§ **Stated exercise 1**:
From the Avet reel test drive post, list each magic cast setting in the spin test together with its fast count.
§ **Stated exercise 2**:
According to the Avet reel test drive post, what does the spool do when the lever is put in bait position?
§ **Stated exercise 3**:
Write a continuation of the Avet reel test drive post, starting after its final sentence.

-- Start Given text --

# Avet SX MC 6/4 Test Drive



## dsurf (Aug 5, 2003)

I'm sure most of you are aware of the new factory magged line of Avet reels, labeled 'magic cast'.....I was fortunate to get my hands on an SX 6/4 and wanted to share my experience........especially since I owned a static magged 6/4....I was anxious to perform a comparison........ I believe most folks are aware of how well built, strong and dependable this reels are, but they did require some magging to get the most from a cast. I must admit I was skeptical of the five factory settings being able to accommodate most fishing conditions. Please understand, here's my preliminary findings, with more testing to come.............(Note: I usually use high performance spinning gear, so this is a temporary departure for me.)

Setting, equipment.
Fusion magnum rod, trigger reel seat, gold SX MC 6/4, eight oz egg sinker, 65 deg temps, slight wind at my back, gold SX 6/4 static magged, mild Hatteras cast (not with violence!)

Spin test:
Static magged: fast count to 9 secs (note, these counts are somewhat subjective, varying with the counter, me in this case.)

MC: setting 1: fast count to 12 sec
setting 2: fast count to 10 sec
setting 3: fast count to 8 sec
setting 4: fast count to 6 sec
setting 5: fast count to 5 sec
as you may know, a free spool spin with the SX is well over 60 secs........so even the 1 setting had significant braking.......humm......what would the cast look like?

MC: First few cast were just to get a feel for the braking.
Started with setting on 4-Considerable braking, no hint of fluff.
Setting 3-considerable braking, no hint of fluff.....distance approx 110 yds
Setting 2-no hint of fluff.....distance approx 115 yrd
Setting 1-still no hint of fluff.....had the wind been in my face, probably would have a different story...........distance approx 118 yrds.....
I made several more cast with the setting on 1, still no fluff......humm.......best cast around 120 yrds................

Being somewhat dismayed, I spoke with the folks a Avet (very customer oriented company), and they acknowledged with the SX model, unlike the others, there was so little space between the magnetic device and the spool, they were unable to engineer a complete free spool setting (and, of course, retain the same patent pending design for all reels).......there is more at work here in their design than just spool distance from the magetic device, hence their terminology 'magic cast'.

So I start playing around with the spool, lever and various settings and discover that if you put the lever in bait position (1st one up from free), the spool moves to the right away from the magnetic device a very slight amount. However, it was sufficient to get to a fast count of 15 on setting 1, whereas previously I only had a 12 count.......Now I was anxious to get back to the field and see if it made a difference.

-- End Given text --
-- Start Given data --

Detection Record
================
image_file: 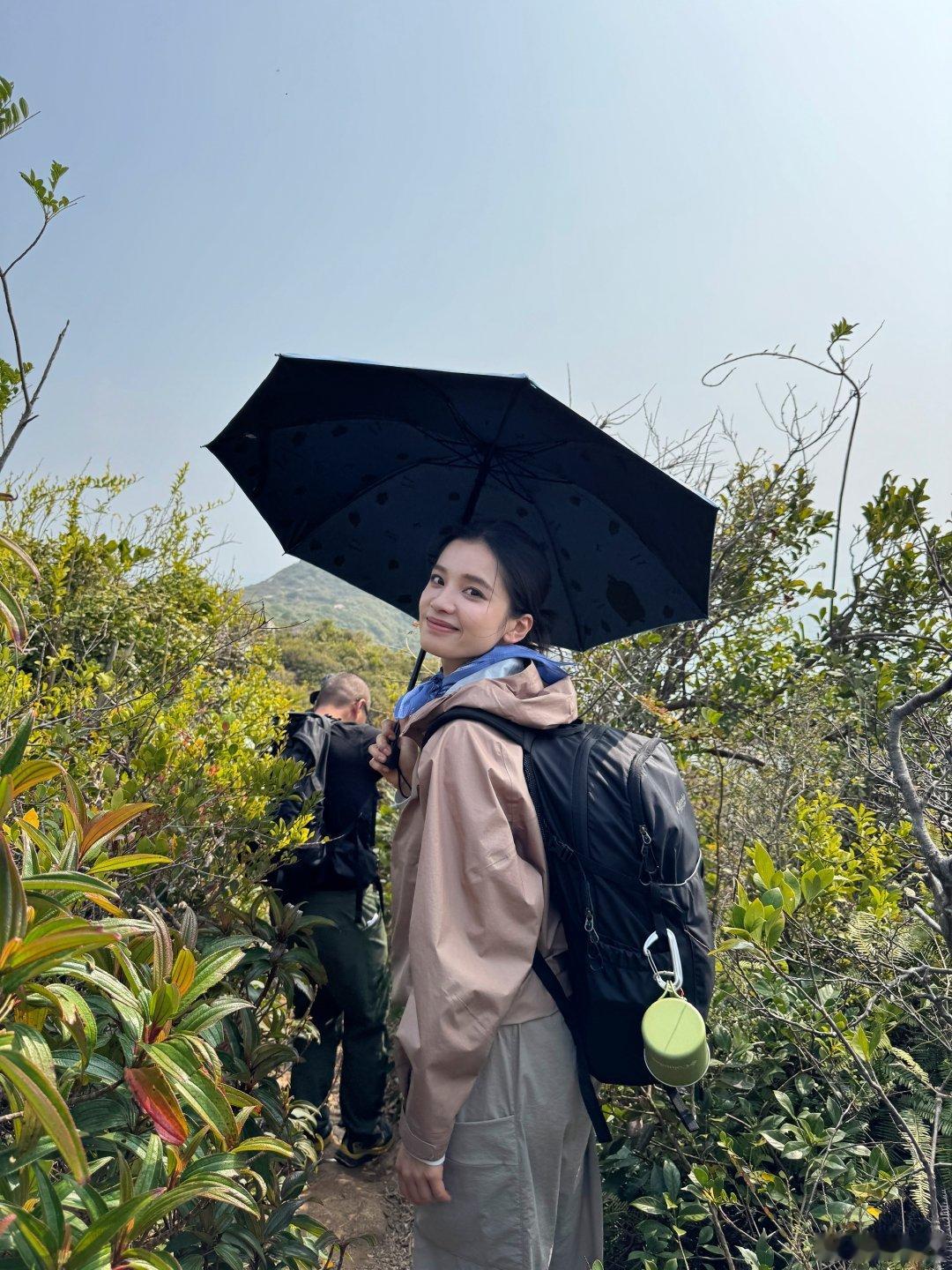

-- End Given data --

§ **Exercise response 1**:
- Setting 1: fast count to 12 sec
- Setting 2: fast count to 10 sec
- Setting 3: fast count to 8 sec
- Setting 4: fast count to 6 sec
- Setting 5: fast count to 5 sec

§ **Exercise response 2**:
It moves to the right, away from the magnetic device, by a very slight amount.

§ **Exercise response 3**:
Same rod, same reel, wind at my back. Threw lacrosse ball....and whow...got a bit of fluff...........changed to the eight oz egg sinker, and again got fluff that would settle down without a blow up........now we're making progress. Had there been a cross or head wind, the setting of 1 in bait position would have resulting in instant blowup..........I would then have gone to either a 2 setting in bait position or 1 setting in free position...........I was really encouraged with getting consistent fluffs......thought I try one more, attempting a smooth, steady hatteras style cast on setting of 1, bait postion. After the sinker was in the air for about 50 yards, you could feel/hear the reel release and go that extra distance, and with very little to no fluff.........unlike any of my previous casts on setting of 1 in free position.
Measured distance was 137 yrds, at least 17 yds better than previous....but the way you could hear/feel the reel release was amazing...........none of the other settings provided that sound/feel.

Summary:
With the magnetic control set on 1 and lever in the bait position will render the least amount of braking, and with wind at your back, few fluffs. Magnetic control of 5 in free position offers the most braking. I envision this position being used infrequently, perhaps with very light weights and strong head winds.

It is my opinion that the factory delivered magnetic control *will *perform very well in most all fishing conditions, and provide the flexiblity needed to fish all baits/winds. With the setting of 1 and bait position (137 yds) I was able to outcast my static magged avet (120 yrds), and my static magged Daiwa 30/20H (128 yds). Let me re-emphasize, the sound of the reel releasing to get that extra distance (setting of 1, bait position), was unlike any sound/feeling I'd experience with any reel and 8 oz, other than the 525 mag (where I manually released the slider mag device). I would be less encouraged with the MC if it were not for this setting, which I almost did not discover..........Can't wait to get back out there and power up the cast......... I can definitely see this reel becoming my favorite go-to drum reel.


----------



## D-22 (May 9, 2007)

Another excellent post man!


----------



## Sea Level (Nov 20, 2005)

An interesting operational evaluation report -- thanks for sharing.


----------



## huckfinn38 (Jun 13, 2006)

*D Surf*

I just ordered one...Did you take the bearings out and clean them before hand. From what I have seen on other posts Avets come with more grease in the bearings than a lot of reals. 

Also how many mags are in the MC system? Is it possible to remove a magnet?


----------



## dsurf (Aug 5, 2003)

Jebson38 said:


> I just ordered one...Did you take the bearings out and clean them before hand. From what I have seen on other posts Avets come with more grease in the bearings than a lot of reals.
> 
> Also how many mags are in the MC system? Is it possible to remove a magnet?


My understanding is that the patent pending solution operates on different principle.....not just a # of magnets moved towards/away from the spool..........unusual looking mechanism.........

I have cleaned bearings on previous Avets, but did not see any added performance....in fact, I started getting odd noises after one cleaning, even the Avet engineers could not solve. I decided to leave this one alone.....glad I did.


----------



## Newsjeff (Jul 22, 2004)

Very good review. 

I think I'll stick with my Daiwas.


----------



## dsurf (Aug 5, 2003)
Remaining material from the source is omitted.